• BRANO DA LEGGERE:
★ ★ ★

Da più punti di vista quello che tutti, cittadini, imprese, associazioni, chiedono alle pubbliche amministrazioni è snellire le procedure. In un mondo così diverso da quello del primo dopoguerra, nell’era della comunicazione veloce di internet al posto di fax e raccomandate, dei talk show al posto dei comizi, del telefonino portatile che ti raggiunge ovunque al posto del telefono fisso al bar del paese e della cabina a gettoni, mentre cioè tutto cambia e i rapporti si velocizzano all’impossibile, con il problema della tenuta degli stessi ma ne parleremo un’altra volta, il rapporto tra i cittadini e le amministrazioni pubbliche è sempre quello e il processo di snellimento invocato da tutti i politici si scontra sempre inesorabilmente con le altre mille leggi precedenti mai abrogate, con il retropensiero di alcuni tecnici, con la prassi amministrativa, ecc. E allora capita che le comunicazioni – non mi riferisco a Nerviano o solo a Nerviano – tra tecnici e Comune siano legate alla presenza di un fax: o un tecnico ha un fax – praticamente inutilizzato tutto l’anno – altrimenti le comunicazioni ufficiali non possono arrivare altro che non via posta – con conseguente spreco di soldi tempo ecc –. E la posta certificata? Non ci hanno obbligato ad avercela entro una data fissata altrimenti non avremmo potuto... Niente, quasi sempre la risposta è quella: “mi spiace non l’abbiamo...”.

In questi giorni – per fortuna sono riuscito a prendermi due giorni di vacanza – ho pensato a come potere snellire, in seguito a una quasi impossibile vittoria elettorale del gruppo con cui ho accettato di collaborare, l’apparato e i servizi tecnici edili comunali.

★ ★ ★

• ESERCIZIO PROPOSTO 1: Riduci a un elenco puntato il paragrafo del brano che comincia con «Da più punti di vista», conservandone i fatti principali.

★ ★ ★

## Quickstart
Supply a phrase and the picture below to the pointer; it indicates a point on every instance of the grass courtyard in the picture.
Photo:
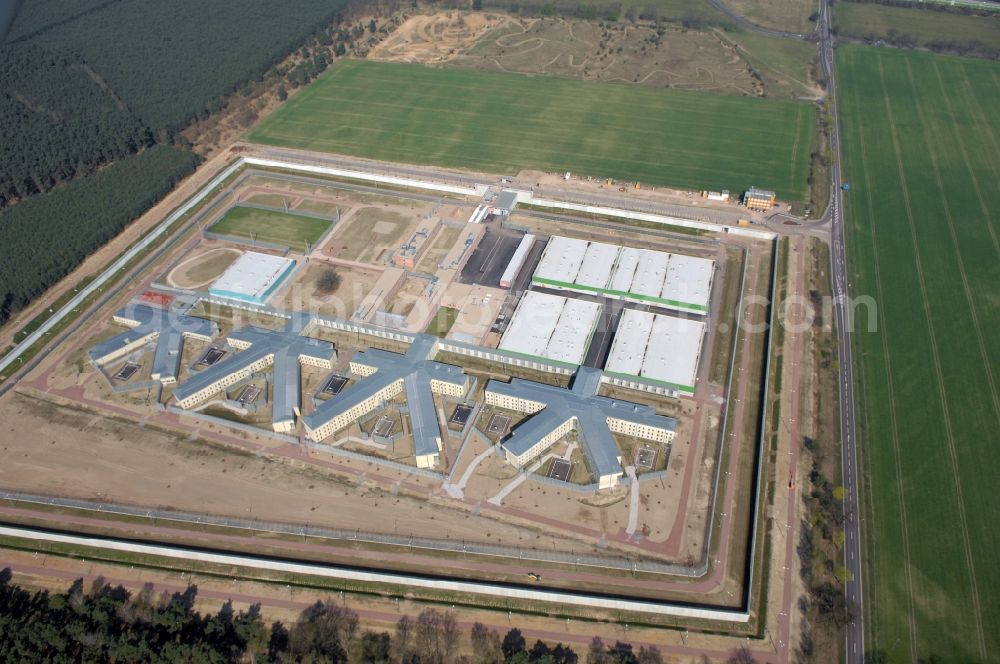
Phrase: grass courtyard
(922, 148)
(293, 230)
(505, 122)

★ ★ ★

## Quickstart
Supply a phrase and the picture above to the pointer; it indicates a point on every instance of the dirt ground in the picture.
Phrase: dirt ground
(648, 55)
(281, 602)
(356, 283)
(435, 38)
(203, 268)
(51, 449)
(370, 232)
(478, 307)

★ ★ ★

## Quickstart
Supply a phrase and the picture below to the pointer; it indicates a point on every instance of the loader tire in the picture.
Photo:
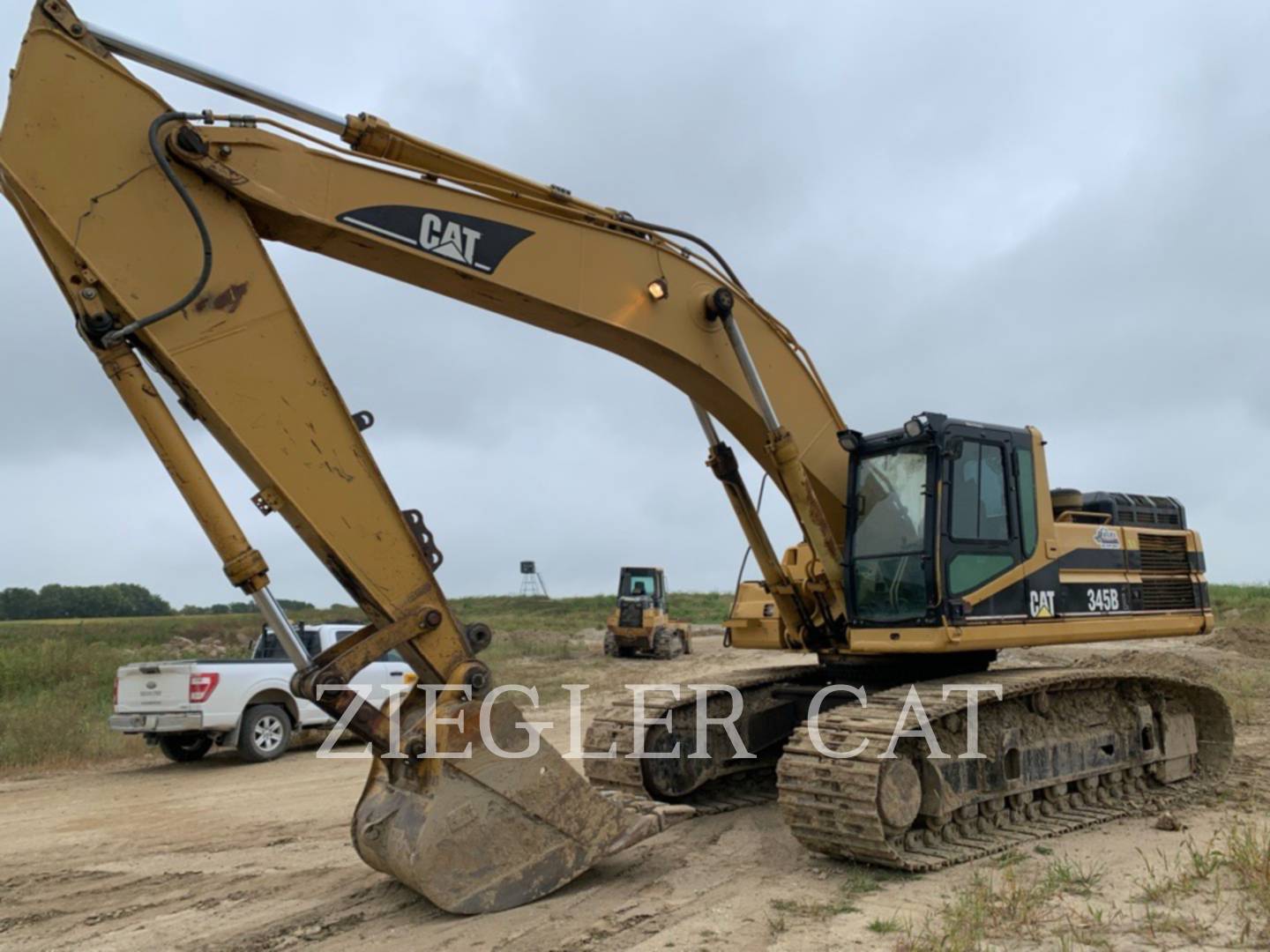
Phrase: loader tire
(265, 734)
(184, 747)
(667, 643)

★ ★ ★

• ESERCIZIO PROPOSTO 2: Per favore, individua e copia tutte le righe dei record che contengono la stringa "dirt".

• SOLUZIONE COMPLETA 1:
- Cittadini, imprese e associazioni chiedono alle pubbliche amministrazioni di snellire le procedure.
- Il mondo è cambiato rispetto al primo dopoguerra: internet al posto di fax e raccomandate, talk show al posto dei comizi, telefonino al posto del telefono fisso al bar del paese e della cabina a gettoni. I rapporti sono diventati molto più veloci.
- Il rapporto tra cittadini e amministrazioni pubbliche è invece rimasto lo stesso.
- Lo snellimento invocato dai politici si scontra con molte leggi precedenti mai abrogate, con il retropensiero di alcuni tecnici e con la prassi amministrativa.
- Le comunicazioni tra tecnici e Comune, non solo a Nerviano, dipendono dal fax. O il tecnico ne possiede uno, quasi inutilizzato, oppure le comunicazioni ufficiali arrivano solo per posta, con spreco di soldi e di tempo.
- Alla domanda sulla posta certificata, obbligatoria entro una data fissata, la risposta è quasi sempre: «mi spiace non l'abbiamo».

• SOLUZIONE COMPLETA 2:
Supply a phrase and the picture above to the pointer; it indicates a point on every instance of the dirt ground in the picture.
Phrase: dirt ground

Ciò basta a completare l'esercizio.